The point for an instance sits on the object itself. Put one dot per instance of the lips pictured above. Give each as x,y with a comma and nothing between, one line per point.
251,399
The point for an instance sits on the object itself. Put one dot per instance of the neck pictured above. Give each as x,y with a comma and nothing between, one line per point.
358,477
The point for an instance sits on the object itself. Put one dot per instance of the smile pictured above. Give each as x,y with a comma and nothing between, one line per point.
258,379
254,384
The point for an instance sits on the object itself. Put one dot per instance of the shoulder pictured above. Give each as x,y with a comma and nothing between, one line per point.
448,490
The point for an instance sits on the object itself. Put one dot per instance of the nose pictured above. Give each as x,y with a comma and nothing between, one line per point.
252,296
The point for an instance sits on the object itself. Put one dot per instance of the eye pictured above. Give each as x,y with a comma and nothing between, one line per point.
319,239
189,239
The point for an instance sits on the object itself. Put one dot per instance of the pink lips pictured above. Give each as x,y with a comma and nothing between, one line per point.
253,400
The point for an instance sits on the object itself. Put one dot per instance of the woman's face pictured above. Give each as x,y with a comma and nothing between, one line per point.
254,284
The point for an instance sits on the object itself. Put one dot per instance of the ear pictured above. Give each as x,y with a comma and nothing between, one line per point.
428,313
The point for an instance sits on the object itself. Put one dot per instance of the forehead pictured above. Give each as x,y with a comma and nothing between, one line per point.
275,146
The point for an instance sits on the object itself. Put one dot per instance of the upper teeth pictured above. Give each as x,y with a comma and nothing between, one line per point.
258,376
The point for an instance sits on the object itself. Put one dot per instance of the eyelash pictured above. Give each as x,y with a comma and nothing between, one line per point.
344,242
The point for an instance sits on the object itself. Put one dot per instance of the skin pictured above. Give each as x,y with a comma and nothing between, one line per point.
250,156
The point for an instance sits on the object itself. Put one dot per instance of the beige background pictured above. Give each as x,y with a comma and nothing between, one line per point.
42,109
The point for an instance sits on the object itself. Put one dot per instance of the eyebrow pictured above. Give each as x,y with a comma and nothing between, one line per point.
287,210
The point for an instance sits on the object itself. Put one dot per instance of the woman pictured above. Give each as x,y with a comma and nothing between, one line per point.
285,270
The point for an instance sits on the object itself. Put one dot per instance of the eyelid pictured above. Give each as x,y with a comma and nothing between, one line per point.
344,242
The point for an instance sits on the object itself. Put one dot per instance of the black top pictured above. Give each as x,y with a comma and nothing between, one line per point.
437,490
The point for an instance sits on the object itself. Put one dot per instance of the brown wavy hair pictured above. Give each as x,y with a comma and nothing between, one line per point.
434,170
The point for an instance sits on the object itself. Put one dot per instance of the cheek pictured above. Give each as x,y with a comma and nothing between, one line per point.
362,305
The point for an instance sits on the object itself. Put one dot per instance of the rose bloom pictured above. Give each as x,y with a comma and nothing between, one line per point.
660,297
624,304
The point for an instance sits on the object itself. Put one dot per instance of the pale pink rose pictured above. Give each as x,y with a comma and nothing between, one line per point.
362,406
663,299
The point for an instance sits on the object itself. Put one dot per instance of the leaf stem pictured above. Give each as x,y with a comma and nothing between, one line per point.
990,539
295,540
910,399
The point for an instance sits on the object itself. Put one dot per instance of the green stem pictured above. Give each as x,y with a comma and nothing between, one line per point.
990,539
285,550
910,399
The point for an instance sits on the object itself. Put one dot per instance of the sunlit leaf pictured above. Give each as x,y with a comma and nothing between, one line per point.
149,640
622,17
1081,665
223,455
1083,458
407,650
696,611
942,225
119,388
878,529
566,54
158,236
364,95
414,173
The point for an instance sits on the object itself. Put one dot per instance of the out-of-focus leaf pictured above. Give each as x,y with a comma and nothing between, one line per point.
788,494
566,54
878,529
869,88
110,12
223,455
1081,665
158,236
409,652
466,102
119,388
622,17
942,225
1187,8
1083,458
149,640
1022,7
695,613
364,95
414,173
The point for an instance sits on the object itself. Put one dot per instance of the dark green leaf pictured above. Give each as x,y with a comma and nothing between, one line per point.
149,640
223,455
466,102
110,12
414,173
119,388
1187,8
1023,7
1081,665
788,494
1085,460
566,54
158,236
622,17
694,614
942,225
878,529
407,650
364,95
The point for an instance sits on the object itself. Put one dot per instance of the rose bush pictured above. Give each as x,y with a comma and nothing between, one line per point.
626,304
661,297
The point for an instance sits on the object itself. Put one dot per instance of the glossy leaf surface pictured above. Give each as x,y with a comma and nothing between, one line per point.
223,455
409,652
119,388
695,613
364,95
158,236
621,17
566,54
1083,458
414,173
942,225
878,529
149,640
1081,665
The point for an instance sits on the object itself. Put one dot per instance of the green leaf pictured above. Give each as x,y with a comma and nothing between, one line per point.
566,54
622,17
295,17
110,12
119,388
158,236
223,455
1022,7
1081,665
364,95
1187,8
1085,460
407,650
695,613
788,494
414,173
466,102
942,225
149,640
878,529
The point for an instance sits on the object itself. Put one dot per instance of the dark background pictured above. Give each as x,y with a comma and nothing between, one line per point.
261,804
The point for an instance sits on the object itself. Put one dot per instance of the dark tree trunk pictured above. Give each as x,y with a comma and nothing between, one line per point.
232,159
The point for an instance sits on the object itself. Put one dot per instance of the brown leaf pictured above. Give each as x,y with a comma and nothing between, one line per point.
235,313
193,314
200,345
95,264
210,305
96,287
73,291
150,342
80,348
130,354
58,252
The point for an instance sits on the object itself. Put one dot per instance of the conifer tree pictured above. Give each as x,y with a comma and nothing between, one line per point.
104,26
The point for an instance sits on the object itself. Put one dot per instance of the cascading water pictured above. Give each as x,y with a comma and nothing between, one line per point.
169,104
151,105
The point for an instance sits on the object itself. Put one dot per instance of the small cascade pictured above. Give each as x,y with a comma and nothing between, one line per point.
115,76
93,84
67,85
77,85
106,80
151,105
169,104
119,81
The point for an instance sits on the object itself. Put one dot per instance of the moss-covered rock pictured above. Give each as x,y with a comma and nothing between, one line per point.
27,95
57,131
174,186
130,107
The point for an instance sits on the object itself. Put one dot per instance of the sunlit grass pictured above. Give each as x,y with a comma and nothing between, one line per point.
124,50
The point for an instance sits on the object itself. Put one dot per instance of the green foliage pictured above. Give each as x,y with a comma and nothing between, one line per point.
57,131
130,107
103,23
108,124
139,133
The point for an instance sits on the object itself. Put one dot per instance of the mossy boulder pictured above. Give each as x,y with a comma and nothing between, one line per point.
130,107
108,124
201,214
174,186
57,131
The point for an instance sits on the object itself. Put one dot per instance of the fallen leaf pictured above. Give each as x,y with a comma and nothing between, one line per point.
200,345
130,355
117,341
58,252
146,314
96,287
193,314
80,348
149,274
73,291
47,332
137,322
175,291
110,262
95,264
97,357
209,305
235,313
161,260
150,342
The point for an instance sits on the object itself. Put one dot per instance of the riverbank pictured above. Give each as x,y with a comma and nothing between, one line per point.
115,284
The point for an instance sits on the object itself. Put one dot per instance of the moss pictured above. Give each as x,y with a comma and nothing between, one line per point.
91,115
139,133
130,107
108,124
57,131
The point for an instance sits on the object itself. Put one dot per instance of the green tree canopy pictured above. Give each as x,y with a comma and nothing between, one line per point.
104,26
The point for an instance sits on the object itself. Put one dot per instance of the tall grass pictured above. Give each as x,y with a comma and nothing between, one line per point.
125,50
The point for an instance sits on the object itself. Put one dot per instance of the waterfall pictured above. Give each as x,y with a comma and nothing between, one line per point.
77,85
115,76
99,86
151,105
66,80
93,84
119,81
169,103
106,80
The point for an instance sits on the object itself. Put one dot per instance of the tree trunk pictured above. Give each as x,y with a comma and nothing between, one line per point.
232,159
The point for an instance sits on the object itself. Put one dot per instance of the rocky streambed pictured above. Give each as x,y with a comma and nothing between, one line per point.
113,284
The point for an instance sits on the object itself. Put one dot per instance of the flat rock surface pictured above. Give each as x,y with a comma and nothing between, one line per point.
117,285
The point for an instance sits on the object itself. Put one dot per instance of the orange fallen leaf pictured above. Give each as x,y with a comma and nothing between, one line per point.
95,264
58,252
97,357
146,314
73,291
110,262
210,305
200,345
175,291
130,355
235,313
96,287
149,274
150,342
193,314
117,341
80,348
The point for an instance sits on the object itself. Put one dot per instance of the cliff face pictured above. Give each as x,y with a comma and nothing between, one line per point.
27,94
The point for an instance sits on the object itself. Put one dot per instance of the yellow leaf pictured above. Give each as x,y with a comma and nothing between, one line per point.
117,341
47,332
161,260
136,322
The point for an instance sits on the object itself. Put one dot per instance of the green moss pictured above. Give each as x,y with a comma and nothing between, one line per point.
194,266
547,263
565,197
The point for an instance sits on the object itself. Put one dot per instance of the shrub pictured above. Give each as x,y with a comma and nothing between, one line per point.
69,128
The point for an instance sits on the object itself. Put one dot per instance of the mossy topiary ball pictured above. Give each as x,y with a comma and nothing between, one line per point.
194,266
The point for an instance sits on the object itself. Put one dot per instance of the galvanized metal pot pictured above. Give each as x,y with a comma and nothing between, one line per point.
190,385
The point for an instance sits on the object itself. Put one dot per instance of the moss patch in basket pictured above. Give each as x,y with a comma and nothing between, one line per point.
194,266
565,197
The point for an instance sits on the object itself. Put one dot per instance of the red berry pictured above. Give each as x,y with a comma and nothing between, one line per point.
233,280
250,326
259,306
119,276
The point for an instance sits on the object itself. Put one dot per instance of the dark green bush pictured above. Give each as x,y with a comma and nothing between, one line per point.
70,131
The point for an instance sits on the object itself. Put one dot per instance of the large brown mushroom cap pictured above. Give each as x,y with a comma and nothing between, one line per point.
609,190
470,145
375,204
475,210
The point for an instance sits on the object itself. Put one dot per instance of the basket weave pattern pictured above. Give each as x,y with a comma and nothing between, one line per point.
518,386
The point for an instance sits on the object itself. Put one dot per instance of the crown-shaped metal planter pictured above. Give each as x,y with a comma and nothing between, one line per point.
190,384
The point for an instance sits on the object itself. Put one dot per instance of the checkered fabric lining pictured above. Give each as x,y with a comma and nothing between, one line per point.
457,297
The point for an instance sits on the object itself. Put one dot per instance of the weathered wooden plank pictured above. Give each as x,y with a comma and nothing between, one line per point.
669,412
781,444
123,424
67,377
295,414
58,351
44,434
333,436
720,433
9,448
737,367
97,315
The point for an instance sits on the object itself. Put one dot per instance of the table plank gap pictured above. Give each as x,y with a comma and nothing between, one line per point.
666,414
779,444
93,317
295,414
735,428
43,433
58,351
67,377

**Goal of the exercise:**
Everything from the line containing "of the large" through the last line of the records must be given again exactly; leave out all other lines.

**Result of the task:**
The point for an instance sits on the object itself. Put one dot per instance of the large brown mushroom cap pictured above. Give each as x,y with a comma and nothing between, one line per point.
609,190
470,145
375,204
475,210
The point for an instance sits on the object itself. Put one dot per instance of the basket weave pattern pictured above. Give each as x,y with a comma and nothing between, one line per point.
518,386
The point for an instance sits on the object itself. Put one dot per instance of the crown-shaped metal planter pictured above. Give each as x,y with a comma and nothing between, one line per point.
190,384
The point for an instance sits on the object itself. Put one dot per instance of the checkered fabric lining pictured above. Give each as x,y with a comma and nothing between, one line per point.
457,297
The point for an instance sits on the object itself. Put one dot per instance of the weathered wooden plank pictured above. Give each as x,y with a comma and nothing between, one line per point.
669,412
781,444
123,424
67,377
295,414
58,351
44,434
333,436
720,433
9,448
737,367
97,315
The point for an instance sits on the object itself. Put one dot per instance of the table plank gap pictured above. Give each as x,y with a comma and nothing between, one line per point.
666,414
779,444
93,317
295,414
735,428
43,433
58,351
67,377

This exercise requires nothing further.